--- SUPPLIED INFORMATION ---
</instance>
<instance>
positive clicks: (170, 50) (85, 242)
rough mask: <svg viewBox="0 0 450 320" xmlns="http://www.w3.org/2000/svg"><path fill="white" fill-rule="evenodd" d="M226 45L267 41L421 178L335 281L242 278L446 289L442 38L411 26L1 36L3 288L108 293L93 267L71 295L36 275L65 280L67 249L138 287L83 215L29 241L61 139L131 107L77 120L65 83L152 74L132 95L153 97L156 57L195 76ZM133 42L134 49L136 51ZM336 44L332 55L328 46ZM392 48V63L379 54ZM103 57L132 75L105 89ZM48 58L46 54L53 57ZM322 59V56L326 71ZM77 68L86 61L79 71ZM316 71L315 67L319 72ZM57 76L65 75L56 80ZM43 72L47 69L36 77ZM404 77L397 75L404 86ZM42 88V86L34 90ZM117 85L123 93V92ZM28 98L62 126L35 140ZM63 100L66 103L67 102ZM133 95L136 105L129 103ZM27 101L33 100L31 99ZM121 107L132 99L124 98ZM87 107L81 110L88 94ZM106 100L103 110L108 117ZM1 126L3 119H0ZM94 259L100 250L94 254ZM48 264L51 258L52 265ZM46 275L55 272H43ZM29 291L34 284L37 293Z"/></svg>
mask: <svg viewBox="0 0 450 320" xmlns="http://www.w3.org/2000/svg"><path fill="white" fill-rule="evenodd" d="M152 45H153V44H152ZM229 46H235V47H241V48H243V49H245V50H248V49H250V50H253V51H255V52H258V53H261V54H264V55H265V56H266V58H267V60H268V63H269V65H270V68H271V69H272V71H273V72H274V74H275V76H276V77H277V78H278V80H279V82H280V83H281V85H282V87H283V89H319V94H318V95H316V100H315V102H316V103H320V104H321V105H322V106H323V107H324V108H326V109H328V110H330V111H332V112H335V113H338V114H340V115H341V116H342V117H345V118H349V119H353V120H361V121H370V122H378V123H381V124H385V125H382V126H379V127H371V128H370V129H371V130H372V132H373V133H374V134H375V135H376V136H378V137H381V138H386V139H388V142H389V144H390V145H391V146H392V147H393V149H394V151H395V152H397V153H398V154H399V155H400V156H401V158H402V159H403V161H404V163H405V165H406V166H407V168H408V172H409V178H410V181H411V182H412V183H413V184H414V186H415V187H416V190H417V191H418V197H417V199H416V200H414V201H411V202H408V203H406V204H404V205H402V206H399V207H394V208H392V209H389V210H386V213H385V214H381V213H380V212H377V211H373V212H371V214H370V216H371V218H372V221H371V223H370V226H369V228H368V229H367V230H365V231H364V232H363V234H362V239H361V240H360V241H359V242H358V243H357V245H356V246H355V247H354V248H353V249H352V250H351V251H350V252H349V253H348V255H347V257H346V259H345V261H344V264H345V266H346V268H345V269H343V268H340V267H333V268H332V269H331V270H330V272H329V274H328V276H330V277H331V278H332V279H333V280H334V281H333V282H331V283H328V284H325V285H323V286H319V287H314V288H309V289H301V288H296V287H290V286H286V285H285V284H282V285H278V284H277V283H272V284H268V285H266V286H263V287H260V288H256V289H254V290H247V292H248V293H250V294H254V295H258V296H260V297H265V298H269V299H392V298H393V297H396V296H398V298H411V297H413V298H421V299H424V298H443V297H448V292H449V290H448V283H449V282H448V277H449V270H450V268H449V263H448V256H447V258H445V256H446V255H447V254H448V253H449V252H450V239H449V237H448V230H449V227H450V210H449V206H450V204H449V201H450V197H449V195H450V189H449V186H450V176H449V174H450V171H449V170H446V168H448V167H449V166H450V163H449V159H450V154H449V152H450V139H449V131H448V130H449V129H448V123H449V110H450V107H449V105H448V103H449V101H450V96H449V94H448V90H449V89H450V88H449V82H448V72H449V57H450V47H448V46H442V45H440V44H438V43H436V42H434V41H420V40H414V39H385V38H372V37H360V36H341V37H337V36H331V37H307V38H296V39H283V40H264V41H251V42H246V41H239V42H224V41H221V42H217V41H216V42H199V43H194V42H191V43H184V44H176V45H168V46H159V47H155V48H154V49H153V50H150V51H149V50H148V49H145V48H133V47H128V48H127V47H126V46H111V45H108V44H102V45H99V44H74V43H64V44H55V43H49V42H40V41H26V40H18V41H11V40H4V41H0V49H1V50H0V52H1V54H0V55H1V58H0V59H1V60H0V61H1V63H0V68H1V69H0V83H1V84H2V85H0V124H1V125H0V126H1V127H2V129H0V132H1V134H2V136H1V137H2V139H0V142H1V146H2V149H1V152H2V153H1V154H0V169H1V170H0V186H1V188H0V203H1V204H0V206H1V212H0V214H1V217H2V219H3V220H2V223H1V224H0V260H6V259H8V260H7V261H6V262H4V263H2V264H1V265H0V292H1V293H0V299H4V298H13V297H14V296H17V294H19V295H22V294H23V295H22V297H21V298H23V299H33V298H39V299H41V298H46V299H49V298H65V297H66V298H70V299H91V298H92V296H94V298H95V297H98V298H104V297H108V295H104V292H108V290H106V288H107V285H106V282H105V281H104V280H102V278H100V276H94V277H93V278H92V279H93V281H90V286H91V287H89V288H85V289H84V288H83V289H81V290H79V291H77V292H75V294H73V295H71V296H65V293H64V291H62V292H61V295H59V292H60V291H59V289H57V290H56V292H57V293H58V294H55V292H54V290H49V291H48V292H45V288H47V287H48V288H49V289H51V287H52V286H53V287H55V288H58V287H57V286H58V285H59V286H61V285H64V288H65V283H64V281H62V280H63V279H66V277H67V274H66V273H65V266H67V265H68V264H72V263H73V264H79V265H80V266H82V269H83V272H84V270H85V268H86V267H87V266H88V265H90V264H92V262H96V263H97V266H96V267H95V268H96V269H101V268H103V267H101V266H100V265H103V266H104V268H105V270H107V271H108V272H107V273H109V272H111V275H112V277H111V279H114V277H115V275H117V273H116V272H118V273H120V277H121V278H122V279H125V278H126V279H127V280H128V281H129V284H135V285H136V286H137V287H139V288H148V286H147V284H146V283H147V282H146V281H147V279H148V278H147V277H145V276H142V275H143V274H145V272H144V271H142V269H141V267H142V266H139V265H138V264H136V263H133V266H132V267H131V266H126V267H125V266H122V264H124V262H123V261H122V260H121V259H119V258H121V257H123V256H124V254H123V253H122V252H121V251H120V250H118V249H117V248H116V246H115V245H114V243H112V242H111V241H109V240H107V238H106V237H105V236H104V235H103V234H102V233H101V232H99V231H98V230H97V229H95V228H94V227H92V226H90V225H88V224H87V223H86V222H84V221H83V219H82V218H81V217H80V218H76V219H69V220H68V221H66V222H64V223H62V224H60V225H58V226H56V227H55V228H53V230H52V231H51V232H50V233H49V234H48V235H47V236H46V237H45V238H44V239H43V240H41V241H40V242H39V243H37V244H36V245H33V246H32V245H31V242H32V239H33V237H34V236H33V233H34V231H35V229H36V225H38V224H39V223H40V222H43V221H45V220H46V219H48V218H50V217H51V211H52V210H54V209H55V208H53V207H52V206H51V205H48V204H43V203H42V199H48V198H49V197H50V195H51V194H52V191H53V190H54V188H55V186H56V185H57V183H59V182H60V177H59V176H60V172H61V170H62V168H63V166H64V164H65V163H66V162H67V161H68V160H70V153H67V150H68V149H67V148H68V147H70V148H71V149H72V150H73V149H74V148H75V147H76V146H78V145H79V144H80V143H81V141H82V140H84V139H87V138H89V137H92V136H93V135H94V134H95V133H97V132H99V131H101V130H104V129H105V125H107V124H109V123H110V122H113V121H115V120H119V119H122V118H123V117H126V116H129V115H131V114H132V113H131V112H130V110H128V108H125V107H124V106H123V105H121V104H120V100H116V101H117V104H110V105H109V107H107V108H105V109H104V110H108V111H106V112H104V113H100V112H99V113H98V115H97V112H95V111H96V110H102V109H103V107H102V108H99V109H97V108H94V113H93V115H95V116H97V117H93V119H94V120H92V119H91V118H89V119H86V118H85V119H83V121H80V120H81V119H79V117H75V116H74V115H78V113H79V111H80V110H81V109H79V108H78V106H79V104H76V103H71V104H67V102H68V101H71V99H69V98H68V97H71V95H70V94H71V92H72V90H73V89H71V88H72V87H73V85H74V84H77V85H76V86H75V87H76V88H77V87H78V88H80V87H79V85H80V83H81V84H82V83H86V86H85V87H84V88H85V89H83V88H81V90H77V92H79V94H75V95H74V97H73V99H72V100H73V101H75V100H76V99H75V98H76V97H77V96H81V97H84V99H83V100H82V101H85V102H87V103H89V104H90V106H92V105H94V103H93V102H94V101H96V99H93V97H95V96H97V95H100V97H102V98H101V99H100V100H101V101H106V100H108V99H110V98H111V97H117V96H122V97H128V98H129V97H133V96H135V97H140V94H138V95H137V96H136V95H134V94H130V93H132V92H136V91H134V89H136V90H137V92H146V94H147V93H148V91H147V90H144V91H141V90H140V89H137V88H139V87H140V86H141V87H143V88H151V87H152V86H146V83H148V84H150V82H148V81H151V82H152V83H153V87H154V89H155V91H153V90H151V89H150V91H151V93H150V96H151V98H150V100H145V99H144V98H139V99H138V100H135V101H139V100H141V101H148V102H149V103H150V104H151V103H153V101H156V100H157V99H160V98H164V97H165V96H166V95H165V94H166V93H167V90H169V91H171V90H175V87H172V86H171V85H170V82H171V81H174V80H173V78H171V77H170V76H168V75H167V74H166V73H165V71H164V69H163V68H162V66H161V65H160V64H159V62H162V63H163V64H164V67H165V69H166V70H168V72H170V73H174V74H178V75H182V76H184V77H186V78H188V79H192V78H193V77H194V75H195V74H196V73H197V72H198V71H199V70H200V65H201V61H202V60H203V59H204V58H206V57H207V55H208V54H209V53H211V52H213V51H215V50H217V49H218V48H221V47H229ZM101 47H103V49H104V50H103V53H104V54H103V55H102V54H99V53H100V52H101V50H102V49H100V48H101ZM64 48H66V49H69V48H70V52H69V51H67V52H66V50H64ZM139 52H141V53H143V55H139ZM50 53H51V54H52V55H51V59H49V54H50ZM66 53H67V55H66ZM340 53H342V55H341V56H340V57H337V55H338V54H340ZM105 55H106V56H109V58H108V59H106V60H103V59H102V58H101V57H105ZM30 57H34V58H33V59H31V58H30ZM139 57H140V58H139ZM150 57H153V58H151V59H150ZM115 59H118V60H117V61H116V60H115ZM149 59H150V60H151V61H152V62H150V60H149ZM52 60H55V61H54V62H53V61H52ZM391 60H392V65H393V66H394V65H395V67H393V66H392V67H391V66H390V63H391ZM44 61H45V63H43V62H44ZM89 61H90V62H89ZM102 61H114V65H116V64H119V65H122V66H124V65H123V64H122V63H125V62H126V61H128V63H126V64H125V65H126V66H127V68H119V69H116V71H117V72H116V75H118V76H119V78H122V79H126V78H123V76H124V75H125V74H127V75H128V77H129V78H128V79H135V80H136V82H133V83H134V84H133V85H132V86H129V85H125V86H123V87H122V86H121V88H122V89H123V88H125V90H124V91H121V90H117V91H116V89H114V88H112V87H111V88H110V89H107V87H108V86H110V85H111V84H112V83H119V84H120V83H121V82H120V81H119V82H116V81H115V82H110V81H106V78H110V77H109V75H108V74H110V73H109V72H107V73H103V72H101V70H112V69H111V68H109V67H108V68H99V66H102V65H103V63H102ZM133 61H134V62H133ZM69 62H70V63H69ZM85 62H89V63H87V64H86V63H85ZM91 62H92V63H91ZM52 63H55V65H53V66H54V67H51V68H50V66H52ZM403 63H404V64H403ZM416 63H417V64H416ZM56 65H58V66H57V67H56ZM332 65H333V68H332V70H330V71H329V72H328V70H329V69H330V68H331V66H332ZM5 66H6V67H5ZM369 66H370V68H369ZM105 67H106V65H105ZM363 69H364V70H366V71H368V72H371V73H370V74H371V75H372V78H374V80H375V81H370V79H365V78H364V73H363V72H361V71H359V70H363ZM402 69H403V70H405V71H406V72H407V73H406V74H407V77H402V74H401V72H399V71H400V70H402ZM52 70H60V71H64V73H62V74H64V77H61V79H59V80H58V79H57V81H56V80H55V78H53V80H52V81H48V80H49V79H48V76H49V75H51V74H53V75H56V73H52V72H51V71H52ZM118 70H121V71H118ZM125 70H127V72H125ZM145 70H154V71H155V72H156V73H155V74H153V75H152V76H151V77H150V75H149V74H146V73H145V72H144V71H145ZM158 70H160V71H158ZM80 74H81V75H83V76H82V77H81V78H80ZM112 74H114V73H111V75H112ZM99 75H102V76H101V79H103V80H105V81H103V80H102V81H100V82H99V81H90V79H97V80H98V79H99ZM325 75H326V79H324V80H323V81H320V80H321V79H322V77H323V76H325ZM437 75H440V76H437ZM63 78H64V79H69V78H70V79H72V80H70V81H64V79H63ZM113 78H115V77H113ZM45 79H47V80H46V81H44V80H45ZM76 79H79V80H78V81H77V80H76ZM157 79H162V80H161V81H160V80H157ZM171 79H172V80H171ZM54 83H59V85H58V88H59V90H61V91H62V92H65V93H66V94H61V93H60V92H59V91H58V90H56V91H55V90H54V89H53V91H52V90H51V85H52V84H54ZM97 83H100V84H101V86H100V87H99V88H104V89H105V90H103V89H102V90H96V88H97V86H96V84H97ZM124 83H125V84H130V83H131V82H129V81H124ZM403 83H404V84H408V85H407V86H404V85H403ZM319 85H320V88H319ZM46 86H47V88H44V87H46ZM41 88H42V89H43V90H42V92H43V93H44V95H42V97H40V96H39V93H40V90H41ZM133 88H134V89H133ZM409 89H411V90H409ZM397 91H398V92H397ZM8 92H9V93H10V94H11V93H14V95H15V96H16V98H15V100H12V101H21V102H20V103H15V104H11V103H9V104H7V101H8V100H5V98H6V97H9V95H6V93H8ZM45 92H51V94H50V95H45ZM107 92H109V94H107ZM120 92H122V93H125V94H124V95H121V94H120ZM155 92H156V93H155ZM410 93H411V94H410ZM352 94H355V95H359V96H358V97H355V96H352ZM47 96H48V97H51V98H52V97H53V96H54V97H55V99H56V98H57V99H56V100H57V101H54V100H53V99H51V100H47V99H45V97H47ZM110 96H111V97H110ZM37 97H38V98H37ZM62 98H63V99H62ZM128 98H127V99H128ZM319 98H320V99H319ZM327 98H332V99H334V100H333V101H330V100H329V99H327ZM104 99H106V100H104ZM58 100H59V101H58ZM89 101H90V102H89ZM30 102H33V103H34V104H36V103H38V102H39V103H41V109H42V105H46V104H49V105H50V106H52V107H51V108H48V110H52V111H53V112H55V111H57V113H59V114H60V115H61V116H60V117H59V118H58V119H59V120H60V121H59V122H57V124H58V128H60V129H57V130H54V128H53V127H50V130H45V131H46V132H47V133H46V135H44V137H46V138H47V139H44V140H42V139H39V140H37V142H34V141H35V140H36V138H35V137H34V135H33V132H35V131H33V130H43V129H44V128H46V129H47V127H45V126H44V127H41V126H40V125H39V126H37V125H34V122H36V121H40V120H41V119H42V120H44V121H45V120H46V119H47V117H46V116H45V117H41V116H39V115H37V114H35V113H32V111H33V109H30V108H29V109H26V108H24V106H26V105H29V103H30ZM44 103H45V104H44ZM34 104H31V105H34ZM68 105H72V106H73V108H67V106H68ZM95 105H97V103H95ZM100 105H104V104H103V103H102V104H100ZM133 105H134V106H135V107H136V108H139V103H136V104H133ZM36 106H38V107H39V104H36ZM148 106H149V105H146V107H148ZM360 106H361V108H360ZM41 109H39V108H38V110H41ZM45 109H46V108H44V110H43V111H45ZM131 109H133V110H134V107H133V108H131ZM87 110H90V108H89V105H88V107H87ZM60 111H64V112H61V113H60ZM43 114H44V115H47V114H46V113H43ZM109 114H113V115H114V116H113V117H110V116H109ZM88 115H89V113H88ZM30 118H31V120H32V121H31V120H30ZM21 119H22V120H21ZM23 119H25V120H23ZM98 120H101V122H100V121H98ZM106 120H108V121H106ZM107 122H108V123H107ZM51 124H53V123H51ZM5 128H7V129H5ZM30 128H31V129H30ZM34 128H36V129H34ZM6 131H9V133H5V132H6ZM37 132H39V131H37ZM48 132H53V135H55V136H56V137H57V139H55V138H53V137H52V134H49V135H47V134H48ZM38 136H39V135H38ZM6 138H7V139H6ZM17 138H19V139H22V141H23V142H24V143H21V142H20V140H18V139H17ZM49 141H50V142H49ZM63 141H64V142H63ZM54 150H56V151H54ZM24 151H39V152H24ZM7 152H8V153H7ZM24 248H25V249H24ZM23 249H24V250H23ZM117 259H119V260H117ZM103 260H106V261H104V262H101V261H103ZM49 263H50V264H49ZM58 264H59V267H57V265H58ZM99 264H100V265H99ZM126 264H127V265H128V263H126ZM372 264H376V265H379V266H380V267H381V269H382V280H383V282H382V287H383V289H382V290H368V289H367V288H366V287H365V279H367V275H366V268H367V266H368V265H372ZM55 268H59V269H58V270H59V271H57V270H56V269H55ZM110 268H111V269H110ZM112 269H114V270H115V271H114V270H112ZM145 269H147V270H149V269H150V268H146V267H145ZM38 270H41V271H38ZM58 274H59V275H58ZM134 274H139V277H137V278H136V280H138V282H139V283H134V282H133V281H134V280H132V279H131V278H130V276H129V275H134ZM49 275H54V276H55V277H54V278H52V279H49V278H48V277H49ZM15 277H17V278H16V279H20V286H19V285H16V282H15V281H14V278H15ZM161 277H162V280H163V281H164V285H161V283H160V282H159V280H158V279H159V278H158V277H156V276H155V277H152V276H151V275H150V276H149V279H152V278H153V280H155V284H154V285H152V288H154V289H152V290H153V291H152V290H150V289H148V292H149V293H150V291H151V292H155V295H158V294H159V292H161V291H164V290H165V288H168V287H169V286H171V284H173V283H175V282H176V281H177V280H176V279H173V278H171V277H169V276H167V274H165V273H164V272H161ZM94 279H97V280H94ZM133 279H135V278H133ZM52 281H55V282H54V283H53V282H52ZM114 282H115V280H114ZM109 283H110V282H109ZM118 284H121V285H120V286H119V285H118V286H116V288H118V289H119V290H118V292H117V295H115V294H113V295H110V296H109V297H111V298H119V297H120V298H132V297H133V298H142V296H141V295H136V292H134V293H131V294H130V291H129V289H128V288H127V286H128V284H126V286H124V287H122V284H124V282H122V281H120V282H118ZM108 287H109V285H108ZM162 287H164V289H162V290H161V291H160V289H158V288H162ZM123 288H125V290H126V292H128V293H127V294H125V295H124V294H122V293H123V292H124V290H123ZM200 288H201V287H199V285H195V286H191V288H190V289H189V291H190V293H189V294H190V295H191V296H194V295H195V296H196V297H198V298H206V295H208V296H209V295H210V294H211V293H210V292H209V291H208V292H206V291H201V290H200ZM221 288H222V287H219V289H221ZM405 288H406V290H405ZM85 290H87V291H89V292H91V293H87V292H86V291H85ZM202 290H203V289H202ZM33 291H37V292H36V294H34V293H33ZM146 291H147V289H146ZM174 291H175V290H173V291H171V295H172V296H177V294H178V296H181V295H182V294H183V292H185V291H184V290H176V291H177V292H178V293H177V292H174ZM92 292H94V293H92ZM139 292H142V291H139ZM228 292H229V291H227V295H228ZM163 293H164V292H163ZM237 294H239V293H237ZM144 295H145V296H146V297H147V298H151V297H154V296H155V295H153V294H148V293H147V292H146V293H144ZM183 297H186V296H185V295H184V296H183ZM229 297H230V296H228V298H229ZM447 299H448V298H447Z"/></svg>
---
REQUIRED WORK » Return the lines above unchanged, starting at the first line of the items and ending at the line that contains "positive clicks: (170, 50) (85, 242)", with that line included.

RESULT OF THE TASK »
</instance>
<instance>
positive clicks: (170, 50) (85, 242)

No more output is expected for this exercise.